*WORK ITEM*
The response should be the complete listing below, unchanged.
─── EXERCISE INPUT
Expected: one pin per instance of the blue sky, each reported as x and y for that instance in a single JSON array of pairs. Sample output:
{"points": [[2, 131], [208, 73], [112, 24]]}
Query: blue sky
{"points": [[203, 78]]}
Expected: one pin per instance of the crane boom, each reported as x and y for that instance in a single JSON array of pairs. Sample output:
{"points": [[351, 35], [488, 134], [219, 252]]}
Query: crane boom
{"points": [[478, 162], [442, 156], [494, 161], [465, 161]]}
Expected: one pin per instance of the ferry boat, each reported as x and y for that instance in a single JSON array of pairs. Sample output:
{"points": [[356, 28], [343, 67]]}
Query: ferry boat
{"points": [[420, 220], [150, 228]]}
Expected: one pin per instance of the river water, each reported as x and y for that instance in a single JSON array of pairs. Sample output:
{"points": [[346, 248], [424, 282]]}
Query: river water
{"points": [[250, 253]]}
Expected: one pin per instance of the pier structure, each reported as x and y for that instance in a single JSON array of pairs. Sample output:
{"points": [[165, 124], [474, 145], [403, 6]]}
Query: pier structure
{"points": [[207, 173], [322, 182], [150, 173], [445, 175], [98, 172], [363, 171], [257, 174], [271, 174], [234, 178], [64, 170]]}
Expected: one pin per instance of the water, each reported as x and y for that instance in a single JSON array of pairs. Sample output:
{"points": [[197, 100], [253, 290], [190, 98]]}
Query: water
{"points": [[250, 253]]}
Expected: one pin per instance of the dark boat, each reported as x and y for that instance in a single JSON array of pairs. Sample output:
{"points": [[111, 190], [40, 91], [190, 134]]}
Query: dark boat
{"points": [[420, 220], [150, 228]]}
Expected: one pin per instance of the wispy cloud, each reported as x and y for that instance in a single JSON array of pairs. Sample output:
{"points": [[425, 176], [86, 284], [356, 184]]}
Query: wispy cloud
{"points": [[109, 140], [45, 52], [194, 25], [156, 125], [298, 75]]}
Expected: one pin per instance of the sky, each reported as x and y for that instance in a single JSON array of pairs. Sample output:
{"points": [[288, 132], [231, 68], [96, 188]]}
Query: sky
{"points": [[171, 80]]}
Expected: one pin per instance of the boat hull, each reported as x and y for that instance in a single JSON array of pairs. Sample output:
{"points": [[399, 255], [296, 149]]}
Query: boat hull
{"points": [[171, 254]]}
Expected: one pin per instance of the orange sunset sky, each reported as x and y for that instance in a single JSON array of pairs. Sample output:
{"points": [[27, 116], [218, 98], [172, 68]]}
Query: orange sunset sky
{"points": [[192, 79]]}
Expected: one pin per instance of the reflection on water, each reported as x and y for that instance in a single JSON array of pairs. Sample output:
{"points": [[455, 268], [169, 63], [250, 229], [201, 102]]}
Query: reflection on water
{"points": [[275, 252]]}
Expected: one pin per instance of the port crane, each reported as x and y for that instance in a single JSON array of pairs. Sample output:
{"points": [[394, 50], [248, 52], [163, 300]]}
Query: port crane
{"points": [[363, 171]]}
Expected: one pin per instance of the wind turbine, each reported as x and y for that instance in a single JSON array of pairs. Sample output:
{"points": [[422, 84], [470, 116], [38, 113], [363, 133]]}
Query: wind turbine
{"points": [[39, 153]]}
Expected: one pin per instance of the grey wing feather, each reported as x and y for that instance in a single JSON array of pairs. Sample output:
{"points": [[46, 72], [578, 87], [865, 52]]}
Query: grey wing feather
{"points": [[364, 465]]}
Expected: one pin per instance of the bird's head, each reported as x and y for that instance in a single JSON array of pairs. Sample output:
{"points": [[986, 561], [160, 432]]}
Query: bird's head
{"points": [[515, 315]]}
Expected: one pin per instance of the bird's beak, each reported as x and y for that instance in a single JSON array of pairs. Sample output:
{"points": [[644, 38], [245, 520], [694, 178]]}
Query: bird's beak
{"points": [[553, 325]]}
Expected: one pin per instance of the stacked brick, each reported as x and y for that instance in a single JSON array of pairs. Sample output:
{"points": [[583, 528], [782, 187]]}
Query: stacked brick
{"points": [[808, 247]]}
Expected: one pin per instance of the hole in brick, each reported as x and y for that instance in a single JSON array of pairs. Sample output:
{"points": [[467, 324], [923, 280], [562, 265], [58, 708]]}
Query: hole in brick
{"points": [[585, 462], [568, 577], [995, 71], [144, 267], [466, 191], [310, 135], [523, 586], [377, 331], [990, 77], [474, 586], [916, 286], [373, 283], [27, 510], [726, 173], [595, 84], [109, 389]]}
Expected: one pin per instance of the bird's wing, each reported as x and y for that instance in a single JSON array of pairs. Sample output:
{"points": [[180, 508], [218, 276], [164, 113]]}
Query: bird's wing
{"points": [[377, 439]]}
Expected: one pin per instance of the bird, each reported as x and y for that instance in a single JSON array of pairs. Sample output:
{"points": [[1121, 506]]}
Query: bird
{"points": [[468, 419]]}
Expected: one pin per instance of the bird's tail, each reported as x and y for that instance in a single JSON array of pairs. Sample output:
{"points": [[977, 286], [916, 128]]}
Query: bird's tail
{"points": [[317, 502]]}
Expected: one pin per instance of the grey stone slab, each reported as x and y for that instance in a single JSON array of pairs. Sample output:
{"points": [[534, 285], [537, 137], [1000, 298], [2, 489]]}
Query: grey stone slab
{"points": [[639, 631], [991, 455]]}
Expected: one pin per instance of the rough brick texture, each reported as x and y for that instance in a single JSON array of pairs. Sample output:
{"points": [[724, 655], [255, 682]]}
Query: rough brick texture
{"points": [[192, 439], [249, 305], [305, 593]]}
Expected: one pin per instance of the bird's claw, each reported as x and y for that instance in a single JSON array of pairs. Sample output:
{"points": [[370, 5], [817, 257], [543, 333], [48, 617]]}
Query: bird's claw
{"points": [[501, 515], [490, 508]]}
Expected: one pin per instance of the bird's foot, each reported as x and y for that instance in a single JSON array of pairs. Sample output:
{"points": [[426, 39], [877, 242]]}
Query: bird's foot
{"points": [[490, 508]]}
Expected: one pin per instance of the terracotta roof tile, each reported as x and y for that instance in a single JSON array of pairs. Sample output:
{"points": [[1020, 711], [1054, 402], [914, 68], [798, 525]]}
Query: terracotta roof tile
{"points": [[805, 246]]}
──────
*ANSWER SECTION*
Expected: one pin per instance of the blue sky, each reported as x and y for that instance in a single JSON array of pairs. Sample output:
{"points": [[2, 131], [208, 73], [112, 24]]}
Query: blue sky
{"points": [[203, 78]]}
Expected: one pin per instance of the crane boom, each reported as x and y for that instance in a single JSON array of pairs. Sample output:
{"points": [[351, 35], [488, 134], [219, 252]]}
Query: crane boom
{"points": [[478, 162], [442, 156], [494, 161], [465, 161]]}
Expected: one pin per instance of the ferry boat, each reported as x and y for that instance in a single JSON array of pairs. Sample output:
{"points": [[356, 28], [343, 67]]}
Query: ferry boat
{"points": [[420, 220], [150, 228]]}
Expected: one pin per instance of the river water, each reported as x and y for that instance in a single JSON array of pairs. Sample output:
{"points": [[346, 248], [424, 282]]}
Query: river water
{"points": [[250, 253]]}
Expected: one pin per instance of the pier structure, each reported as x and y for that instance in a single JSON array of pairs. Sample output:
{"points": [[165, 124], [474, 145], [403, 6]]}
Query: pier structure
{"points": [[207, 173], [322, 182], [150, 173], [445, 175], [98, 172], [363, 171], [257, 174], [271, 174], [234, 178], [64, 170]]}
Expected: one pin per instance of the water, each reported as x and y for that instance in a single JSON array of pairs. Sample output:
{"points": [[197, 100], [253, 290], [190, 98]]}
Query: water
{"points": [[250, 253]]}
Expected: one pin per instance of the dark boat, each reported as x and y for that instance in a single JSON array of pairs. Sample output:
{"points": [[111, 190], [40, 91], [190, 134]]}
Query: dark boat
{"points": [[420, 220], [150, 228]]}
Expected: one pin per instance of the wispy cloud, each reported as x and y for that instance in a single JSON array of pairs. Sample output:
{"points": [[425, 176], [86, 284], [356, 184]]}
Query: wispy cloud
{"points": [[109, 140], [45, 52], [194, 25], [156, 125], [298, 75]]}
Expected: one pin per instance of the sky, each reported as x and y for that instance in a single JSON array of pairs. Sample output:
{"points": [[288, 132], [231, 68], [96, 188]]}
Query: sky
{"points": [[171, 80]]}
Expected: one pin per instance of the boat hull, each reported as x and y for that instance in a single JSON array of pairs. Sample output:
{"points": [[399, 255], [296, 149]]}
Query: boat hull
{"points": [[171, 254]]}
Expected: one pin per instance of the orange sunset sky, each reported as x and y for that instance in a single JSON array of pairs. Sample output:
{"points": [[27, 116], [218, 98], [172, 68]]}
Query: orange sunset sky
{"points": [[192, 79]]}
Expected: one pin per instance of the reflection on water, each reported as x and y for that instance in a single JSON array of pairs. Sample output:
{"points": [[455, 268], [169, 63], [250, 229], [201, 102]]}
Query: reflection on water
{"points": [[275, 252]]}
Expected: one pin per instance of the port crane, each reported as x and y for that instance in a single JSON array of pairs. Sample output:
{"points": [[394, 50], [248, 52], [163, 300]]}
Query: port crane
{"points": [[363, 171]]}
Expected: one pin per instance of the wind turbine, each reported as x and y for that instance in a single JSON array of pairs. Sample output:
{"points": [[422, 84], [470, 116], [38, 113], [363, 133]]}
Query: wind turbine
{"points": [[39, 153]]}
Expected: one pin per instance of the grey wing feather, each reported as x and y for that instance in a single JSON array of pairs. Sample output:
{"points": [[46, 72], [578, 87], [865, 52]]}
Query: grey wing feather
{"points": [[364, 465]]}
Expected: one pin per instance of the bird's head, each reported as x and y for that instance in a single JSON array of pairs. Sample output:
{"points": [[986, 561], [160, 432]]}
Query: bird's head
{"points": [[515, 315]]}
Expected: one pin per instance of the bird's beak, each reported as x and y for that instance in a single JSON array of pairs. Sample output:
{"points": [[644, 38], [245, 520], [694, 178]]}
Query: bird's beak
{"points": [[553, 325]]}
Expected: one pin per instance of the stacked brick, each reported as x and y for that instance in a single JSON array of pairs. Sample output:
{"points": [[583, 528], [782, 187]]}
Query: stacked brick
{"points": [[808, 247]]}
Expected: one pin per instance of the hole in brick, each reported as x and y for that instance in a single JSON array of pairs. Sample output:
{"points": [[467, 324], [923, 280], [562, 265], [58, 708]]}
Query: hole in brick
{"points": [[585, 462], [568, 577], [995, 71], [144, 267], [466, 191], [310, 135], [523, 586], [377, 331], [990, 77], [474, 586], [916, 286], [373, 283], [27, 510], [726, 173], [595, 84], [109, 389]]}
Expected: one pin per instance of the bird's wing, each reported as x and y for that instance in a single JSON array of pairs. Sample output:
{"points": [[180, 508], [218, 276], [164, 113]]}
Query: bird's wing
{"points": [[377, 439]]}
Expected: one pin per instance of the bird, each reported as x and y for that instance in a single JSON array of pairs. Sample output:
{"points": [[1121, 506]]}
Query: bird
{"points": [[468, 419]]}
Expected: one pin per instance of the bird's tail, each reported as x and y for that instance in a single JSON array of pairs. Sample output:
{"points": [[977, 286], [916, 128]]}
Query: bird's tail
{"points": [[317, 502]]}
Expected: one pin per instance of the grey stone slab, each reported as x and y for that instance in a single JSON array of pairs. Sample output:
{"points": [[534, 285], [537, 137], [1000, 298], [2, 489]]}
Query: grey stone slab
{"points": [[639, 631], [991, 455]]}
Expected: one pin per instance of the rough brick texture, each reported as x and y for that instance in a single JSON array of pairs. Sample output:
{"points": [[724, 655], [255, 682]]}
Query: rough brick texture
{"points": [[192, 439], [249, 305], [305, 593]]}
Expected: one pin per instance of the bird's claw, each reported as x and y for that instance in a single JSON array of pairs. Sample output:
{"points": [[370, 5], [817, 257], [543, 333], [48, 617]]}
Query: bird's claw
{"points": [[501, 515], [490, 508]]}
Expected: one pin per instance of the bird's foot, each reported as x and y for that instance in a single JSON array of pairs. Sample output:
{"points": [[426, 39], [877, 242]]}
Query: bird's foot
{"points": [[490, 508]]}
Expected: one pin per instance of the terracotta roof tile, each reported as x and y for that instance in a single JSON array of pairs. Sample output:
{"points": [[1020, 711], [1054, 402], [914, 68], [798, 525]]}
Query: terracotta roof tile
{"points": [[805, 246]]}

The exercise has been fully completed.